Short task:
Would you retype, word for word, the line with "For the metal" and every line after it through the end of the records below?

Provided records:
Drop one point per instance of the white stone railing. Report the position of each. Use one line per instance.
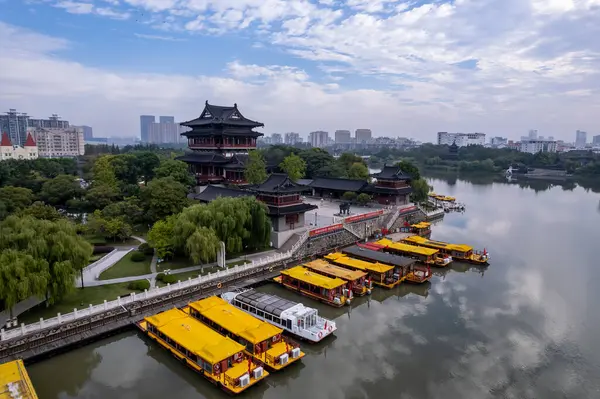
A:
(133, 297)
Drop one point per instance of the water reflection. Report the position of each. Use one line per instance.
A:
(524, 327)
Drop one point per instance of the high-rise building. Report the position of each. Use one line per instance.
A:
(532, 134)
(166, 119)
(59, 142)
(319, 139)
(276, 138)
(362, 136)
(292, 138)
(15, 125)
(580, 139)
(145, 121)
(461, 139)
(343, 137)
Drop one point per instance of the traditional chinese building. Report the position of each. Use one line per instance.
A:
(286, 209)
(219, 140)
(392, 186)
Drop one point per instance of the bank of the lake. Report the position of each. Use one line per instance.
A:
(526, 327)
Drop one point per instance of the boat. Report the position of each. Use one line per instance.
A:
(421, 229)
(263, 341)
(357, 280)
(379, 273)
(412, 271)
(428, 256)
(332, 291)
(295, 318)
(15, 382)
(219, 359)
(461, 252)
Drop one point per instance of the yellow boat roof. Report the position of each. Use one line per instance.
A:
(345, 260)
(437, 244)
(320, 265)
(195, 336)
(14, 373)
(303, 274)
(407, 248)
(235, 320)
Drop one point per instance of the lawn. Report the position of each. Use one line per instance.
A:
(79, 298)
(126, 267)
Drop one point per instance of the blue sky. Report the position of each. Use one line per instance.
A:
(402, 68)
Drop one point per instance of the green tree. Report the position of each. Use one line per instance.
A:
(163, 197)
(15, 198)
(21, 276)
(294, 166)
(176, 169)
(55, 242)
(358, 170)
(59, 190)
(256, 169)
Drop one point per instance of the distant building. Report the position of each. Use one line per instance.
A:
(166, 119)
(276, 139)
(362, 136)
(319, 139)
(145, 121)
(461, 139)
(292, 138)
(343, 137)
(10, 151)
(15, 125)
(59, 142)
(580, 139)
(535, 146)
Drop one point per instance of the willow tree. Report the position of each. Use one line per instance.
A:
(55, 242)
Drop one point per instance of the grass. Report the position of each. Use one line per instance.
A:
(126, 267)
(79, 298)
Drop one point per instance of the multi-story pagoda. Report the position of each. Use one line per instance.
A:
(219, 140)
(286, 209)
(392, 186)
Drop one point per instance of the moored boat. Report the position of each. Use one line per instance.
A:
(427, 256)
(406, 267)
(332, 291)
(294, 317)
(219, 359)
(357, 280)
(461, 252)
(15, 382)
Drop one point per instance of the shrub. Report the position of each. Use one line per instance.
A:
(146, 249)
(139, 285)
(137, 256)
(101, 249)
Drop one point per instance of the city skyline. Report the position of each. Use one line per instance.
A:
(424, 66)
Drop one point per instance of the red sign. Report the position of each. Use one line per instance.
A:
(325, 230)
(364, 216)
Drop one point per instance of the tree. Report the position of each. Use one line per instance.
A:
(59, 190)
(176, 169)
(21, 276)
(358, 170)
(15, 198)
(410, 169)
(256, 169)
(55, 242)
(163, 197)
(294, 166)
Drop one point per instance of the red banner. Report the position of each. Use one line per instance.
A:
(364, 216)
(324, 230)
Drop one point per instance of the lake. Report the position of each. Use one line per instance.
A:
(525, 327)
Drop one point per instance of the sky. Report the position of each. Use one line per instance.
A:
(407, 68)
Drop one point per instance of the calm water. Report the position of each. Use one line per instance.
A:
(526, 327)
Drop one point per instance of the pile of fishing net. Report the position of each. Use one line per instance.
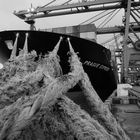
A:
(33, 105)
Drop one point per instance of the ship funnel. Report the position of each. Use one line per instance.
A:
(56, 48)
(14, 51)
(25, 48)
(137, 45)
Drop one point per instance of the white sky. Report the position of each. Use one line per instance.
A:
(8, 21)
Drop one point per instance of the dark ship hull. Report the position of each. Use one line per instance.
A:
(95, 58)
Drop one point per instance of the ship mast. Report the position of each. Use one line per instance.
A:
(130, 7)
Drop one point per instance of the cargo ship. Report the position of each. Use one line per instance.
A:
(95, 58)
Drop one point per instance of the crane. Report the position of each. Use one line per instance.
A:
(131, 8)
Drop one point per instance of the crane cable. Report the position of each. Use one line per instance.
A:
(106, 18)
(110, 17)
(93, 17)
(101, 17)
(111, 39)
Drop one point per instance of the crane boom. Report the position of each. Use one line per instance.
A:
(73, 8)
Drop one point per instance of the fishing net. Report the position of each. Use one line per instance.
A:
(33, 104)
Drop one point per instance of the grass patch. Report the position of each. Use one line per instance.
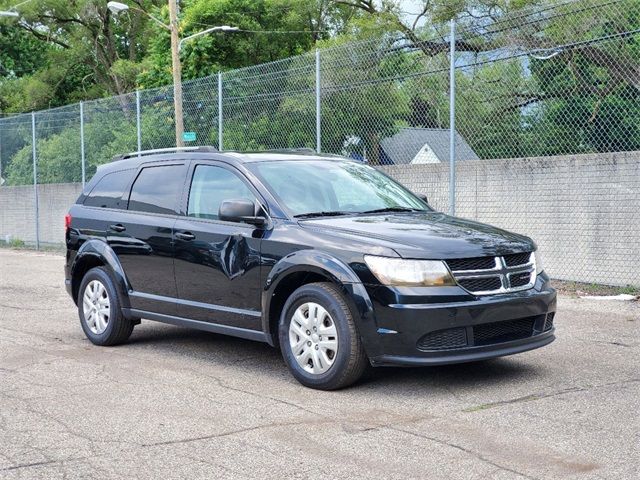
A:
(578, 289)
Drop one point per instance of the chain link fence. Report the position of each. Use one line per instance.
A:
(542, 98)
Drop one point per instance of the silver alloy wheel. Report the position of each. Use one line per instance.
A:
(313, 338)
(95, 306)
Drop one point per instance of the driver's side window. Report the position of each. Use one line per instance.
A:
(212, 185)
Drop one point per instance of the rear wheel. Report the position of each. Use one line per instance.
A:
(319, 339)
(99, 309)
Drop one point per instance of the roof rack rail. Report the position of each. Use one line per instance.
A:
(141, 153)
(305, 150)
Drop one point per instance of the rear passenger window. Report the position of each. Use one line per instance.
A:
(158, 189)
(108, 191)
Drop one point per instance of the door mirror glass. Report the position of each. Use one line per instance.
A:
(241, 210)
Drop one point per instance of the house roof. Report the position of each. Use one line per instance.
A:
(401, 148)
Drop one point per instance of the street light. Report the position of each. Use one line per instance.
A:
(12, 12)
(222, 28)
(118, 7)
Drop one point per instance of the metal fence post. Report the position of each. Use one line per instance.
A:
(452, 118)
(82, 157)
(138, 126)
(318, 113)
(220, 111)
(35, 177)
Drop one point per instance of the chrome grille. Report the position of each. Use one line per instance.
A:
(491, 275)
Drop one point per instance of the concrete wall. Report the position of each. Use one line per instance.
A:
(582, 210)
(17, 211)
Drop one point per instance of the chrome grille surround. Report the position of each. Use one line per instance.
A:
(501, 271)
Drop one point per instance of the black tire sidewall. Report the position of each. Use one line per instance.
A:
(114, 306)
(312, 293)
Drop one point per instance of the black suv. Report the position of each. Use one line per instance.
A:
(327, 258)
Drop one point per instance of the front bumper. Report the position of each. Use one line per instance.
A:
(449, 326)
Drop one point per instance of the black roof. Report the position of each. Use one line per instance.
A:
(133, 159)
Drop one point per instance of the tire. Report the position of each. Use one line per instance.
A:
(99, 327)
(321, 371)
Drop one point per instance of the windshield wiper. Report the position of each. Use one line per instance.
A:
(322, 214)
(394, 209)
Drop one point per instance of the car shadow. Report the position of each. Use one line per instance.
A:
(229, 351)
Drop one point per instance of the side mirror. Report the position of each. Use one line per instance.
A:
(242, 210)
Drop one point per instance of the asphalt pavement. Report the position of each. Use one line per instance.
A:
(176, 403)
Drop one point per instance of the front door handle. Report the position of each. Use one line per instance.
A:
(187, 236)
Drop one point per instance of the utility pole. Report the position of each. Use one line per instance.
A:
(177, 71)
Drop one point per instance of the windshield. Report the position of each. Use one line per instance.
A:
(321, 187)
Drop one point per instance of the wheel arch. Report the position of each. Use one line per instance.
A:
(310, 266)
(96, 253)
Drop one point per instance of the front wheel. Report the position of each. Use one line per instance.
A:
(319, 340)
(99, 309)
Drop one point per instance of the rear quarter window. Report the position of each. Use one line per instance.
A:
(109, 190)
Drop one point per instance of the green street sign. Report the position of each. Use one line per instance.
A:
(189, 136)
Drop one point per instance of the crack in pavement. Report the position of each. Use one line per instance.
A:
(541, 396)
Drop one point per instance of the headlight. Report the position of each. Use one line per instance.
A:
(539, 266)
(409, 273)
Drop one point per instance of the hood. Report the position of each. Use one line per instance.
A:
(427, 234)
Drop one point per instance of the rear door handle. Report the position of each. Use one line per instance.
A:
(185, 236)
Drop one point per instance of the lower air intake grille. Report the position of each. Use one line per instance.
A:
(444, 339)
(498, 332)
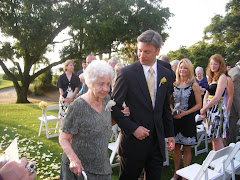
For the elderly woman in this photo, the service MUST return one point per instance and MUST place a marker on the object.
(186, 100)
(87, 128)
(68, 84)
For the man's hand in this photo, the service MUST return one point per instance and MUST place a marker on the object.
(171, 143)
(76, 167)
(141, 133)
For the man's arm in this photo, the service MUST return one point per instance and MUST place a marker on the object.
(119, 95)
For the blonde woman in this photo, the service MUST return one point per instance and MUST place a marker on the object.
(187, 100)
(216, 120)
(68, 84)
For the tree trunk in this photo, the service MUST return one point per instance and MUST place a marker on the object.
(22, 92)
(100, 56)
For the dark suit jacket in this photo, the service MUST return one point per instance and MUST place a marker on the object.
(131, 88)
(167, 65)
(78, 73)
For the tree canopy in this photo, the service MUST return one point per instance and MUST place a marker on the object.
(97, 26)
(225, 31)
(114, 23)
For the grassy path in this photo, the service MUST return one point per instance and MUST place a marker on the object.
(20, 120)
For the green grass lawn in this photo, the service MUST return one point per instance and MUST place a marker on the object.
(20, 120)
(5, 83)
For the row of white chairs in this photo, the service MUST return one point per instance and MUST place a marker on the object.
(221, 164)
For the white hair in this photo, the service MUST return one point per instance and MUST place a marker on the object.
(97, 68)
(113, 61)
(199, 69)
(174, 62)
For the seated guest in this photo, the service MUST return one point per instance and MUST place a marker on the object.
(87, 127)
(69, 85)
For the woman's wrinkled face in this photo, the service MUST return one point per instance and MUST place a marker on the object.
(199, 75)
(214, 66)
(183, 71)
(101, 87)
(70, 67)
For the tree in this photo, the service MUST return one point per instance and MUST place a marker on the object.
(114, 23)
(225, 31)
(198, 53)
(179, 54)
(34, 24)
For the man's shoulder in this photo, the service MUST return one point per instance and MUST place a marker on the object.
(131, 67)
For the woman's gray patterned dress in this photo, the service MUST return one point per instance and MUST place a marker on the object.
(185, 128)
(91, 132)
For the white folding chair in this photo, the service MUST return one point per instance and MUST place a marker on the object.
(47, 119)
(229, 164)
(201, 137)
(197, 172)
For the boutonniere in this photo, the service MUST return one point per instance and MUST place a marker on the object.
(163, 81)
(109, 105)
(42, 105)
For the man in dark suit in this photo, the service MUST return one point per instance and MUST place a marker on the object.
(165, 61)
(84, 65)
(142, 143)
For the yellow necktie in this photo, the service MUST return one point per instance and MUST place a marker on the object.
(151, 84)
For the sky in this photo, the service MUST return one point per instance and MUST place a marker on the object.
(187, 25)
(191, 17)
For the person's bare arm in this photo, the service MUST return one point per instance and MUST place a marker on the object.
(75, 163)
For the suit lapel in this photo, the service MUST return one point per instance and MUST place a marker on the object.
(143, 84)
(159, 77)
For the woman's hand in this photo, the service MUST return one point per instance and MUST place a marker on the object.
(179, 116)
(203, 114)
(126, 111)
(76, 167)
(68, 100)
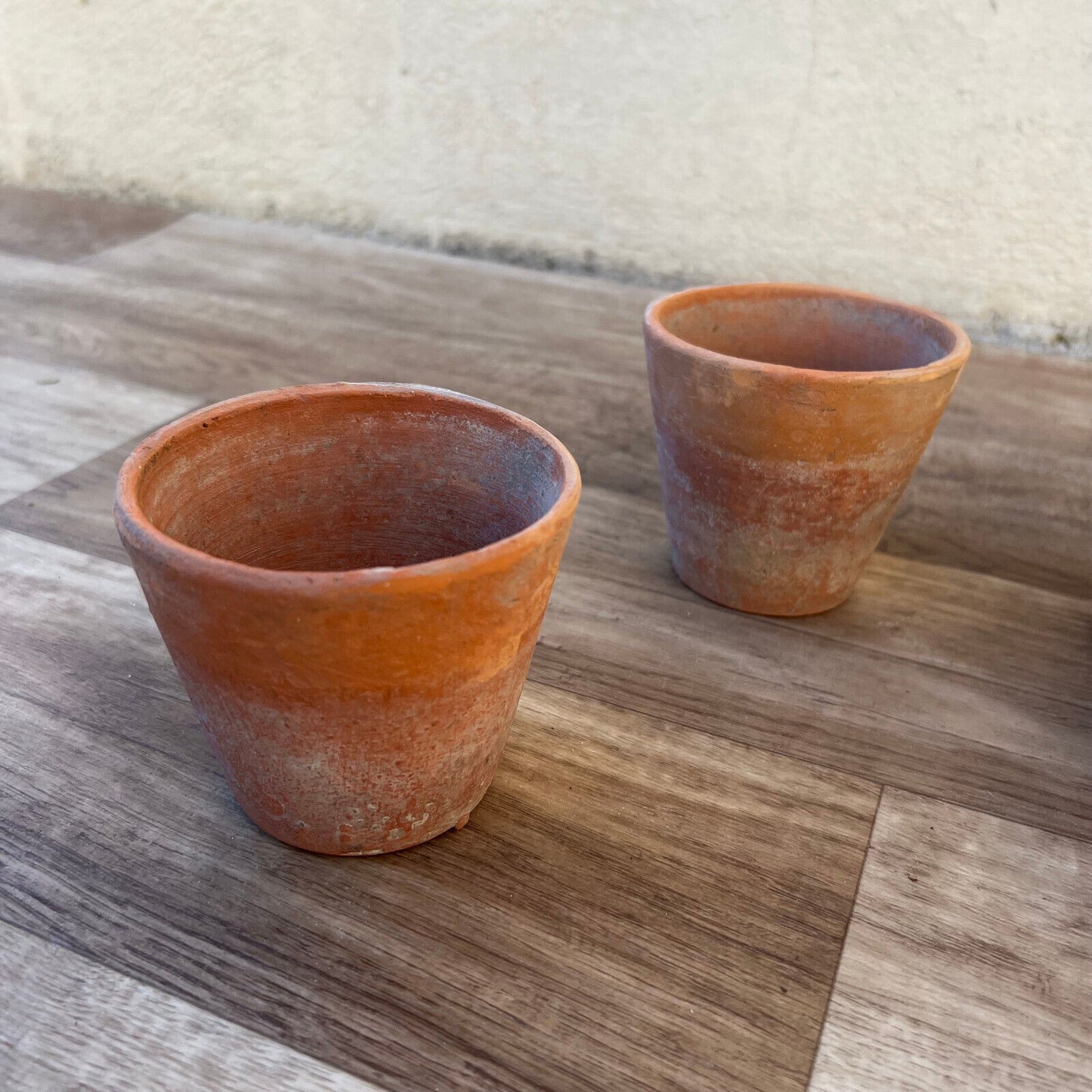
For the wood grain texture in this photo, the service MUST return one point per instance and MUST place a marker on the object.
(58, 417)
(967, 962)
(63, 227)
(635, 905)
(216, 307)
(69, 1023)
(913, 682)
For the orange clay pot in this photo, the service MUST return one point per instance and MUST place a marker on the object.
(789, 421)
(351, 580)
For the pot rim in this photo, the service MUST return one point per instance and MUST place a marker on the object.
(951, 360)
(138, 530)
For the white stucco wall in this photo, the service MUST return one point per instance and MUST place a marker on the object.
(936, 151)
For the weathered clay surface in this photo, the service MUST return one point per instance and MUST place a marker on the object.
(351, 580)
(789, 422)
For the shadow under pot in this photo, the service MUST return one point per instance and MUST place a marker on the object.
(789, 422)
(351, 580)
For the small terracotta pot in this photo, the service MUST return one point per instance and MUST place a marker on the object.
(789, 421)
(351, 580)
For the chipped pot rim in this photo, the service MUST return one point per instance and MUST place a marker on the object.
(138, 531)
(954, 358)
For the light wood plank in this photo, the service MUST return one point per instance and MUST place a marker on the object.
(63, 227)
(967, 964)
(67, 1022)
(914, 682)
(58, 417)
(635, 905)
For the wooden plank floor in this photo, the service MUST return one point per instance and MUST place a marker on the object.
(655, 892)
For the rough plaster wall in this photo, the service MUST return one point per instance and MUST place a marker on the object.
(936, 151)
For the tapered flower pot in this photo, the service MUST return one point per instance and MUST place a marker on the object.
(789, 422)
(351, 580)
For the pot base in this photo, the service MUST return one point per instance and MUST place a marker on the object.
(308, 841)
(758, 605)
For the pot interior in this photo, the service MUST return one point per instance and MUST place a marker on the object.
(803, 329)
(350, 478)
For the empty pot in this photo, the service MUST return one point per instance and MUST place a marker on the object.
(789, 422)
(351, 580)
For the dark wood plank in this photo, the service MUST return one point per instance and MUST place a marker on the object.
(63, 227)
(1004, 486)
(66, 1022)
(967, 964)
(635, 905)
(914, 682)
(216, 307)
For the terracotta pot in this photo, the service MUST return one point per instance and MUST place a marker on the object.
(351, 580)
(789, 421)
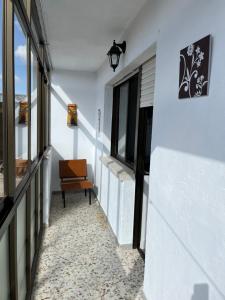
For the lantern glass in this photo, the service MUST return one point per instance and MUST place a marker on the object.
(115, 60)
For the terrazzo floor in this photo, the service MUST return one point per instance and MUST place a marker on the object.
(80, 259)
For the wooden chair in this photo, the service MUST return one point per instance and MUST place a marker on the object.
(73, 175)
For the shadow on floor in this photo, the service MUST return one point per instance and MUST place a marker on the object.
(80, 258)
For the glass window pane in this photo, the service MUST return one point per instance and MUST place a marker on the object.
(123, 106)
(131, 120)
(1, 105)
(21, 101)
(33, 106)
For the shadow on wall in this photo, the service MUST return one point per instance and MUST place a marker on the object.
(201, 292)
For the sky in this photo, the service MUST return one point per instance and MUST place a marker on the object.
(19, 56)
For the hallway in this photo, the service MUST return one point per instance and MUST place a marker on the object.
(80, 259)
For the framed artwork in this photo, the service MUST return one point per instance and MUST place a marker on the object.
(72, 115)
(195, 68)
(23, 113)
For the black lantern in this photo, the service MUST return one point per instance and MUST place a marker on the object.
(114, 54)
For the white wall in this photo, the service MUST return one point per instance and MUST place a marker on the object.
(185, 237)
(73, 142)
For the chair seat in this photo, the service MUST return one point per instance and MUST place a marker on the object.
(76, 185)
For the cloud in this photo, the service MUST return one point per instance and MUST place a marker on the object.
(21, 52)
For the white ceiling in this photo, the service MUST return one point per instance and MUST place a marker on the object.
(80, 32)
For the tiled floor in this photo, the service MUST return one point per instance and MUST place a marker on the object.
(80, 258)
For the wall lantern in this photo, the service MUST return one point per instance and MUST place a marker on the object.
(114, 54)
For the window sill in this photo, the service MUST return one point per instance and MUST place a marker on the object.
(117, 168)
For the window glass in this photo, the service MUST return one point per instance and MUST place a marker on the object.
(21, 100)
(33, 105)
(124, 120)
(1, 106)
(123, 106)
(132, 109)
(149, 114)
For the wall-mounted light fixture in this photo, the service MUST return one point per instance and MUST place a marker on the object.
(114, 54)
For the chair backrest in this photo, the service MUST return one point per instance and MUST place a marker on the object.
(72, 168)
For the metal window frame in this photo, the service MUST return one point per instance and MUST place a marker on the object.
(14, 195)
(115, 120)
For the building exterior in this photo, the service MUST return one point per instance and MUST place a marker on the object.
(156, 159)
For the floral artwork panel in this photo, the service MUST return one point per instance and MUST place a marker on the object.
(194, 69)
(72, 115)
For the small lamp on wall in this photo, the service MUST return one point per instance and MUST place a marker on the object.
(114, 54)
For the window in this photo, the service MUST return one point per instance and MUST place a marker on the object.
(33, 106)
(1, 107)
(124, 120)
(21, 100)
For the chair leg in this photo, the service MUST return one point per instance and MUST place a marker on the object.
(89, 196)
(64, 198)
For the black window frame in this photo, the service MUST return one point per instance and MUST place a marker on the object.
(115, 120)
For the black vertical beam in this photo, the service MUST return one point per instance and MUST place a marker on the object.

Completed task:
For the metal window frame in this photo, the service MUST return one point per instance and MUST place a marker on the object.
(14, 195)
(115, 120)
For the building exterior in this photo, the service MUST return one point per instance and MUST place a marker on the object.
(156, 159)
For the floral artwork panel in this photo, the service MUST return one point per instance and MUST place a marker on the object.
(194, 69)
(72, 115)
For the small lamp on wall in this photo, the service MUST return one point per instance and MUST place a marker on the object.
(114, 54)
For the window in this photo, the service MUST return one point per instance and MUST place a marker on the object.
(33, 106)
(1, 107)
(124, 120)
(21, 100)
For the chair leg in this photo, the service MUST return one point per instance and MUST place a marker on the object.
(89, 196)
(64, 198)
For the black window frame in this photo, the service MUST return one point per instance and MUST place a marker on the object.
(115, 120)
For the black vertical beam in this photo, the service MUST return one point per instance and MUST place a marker on the object.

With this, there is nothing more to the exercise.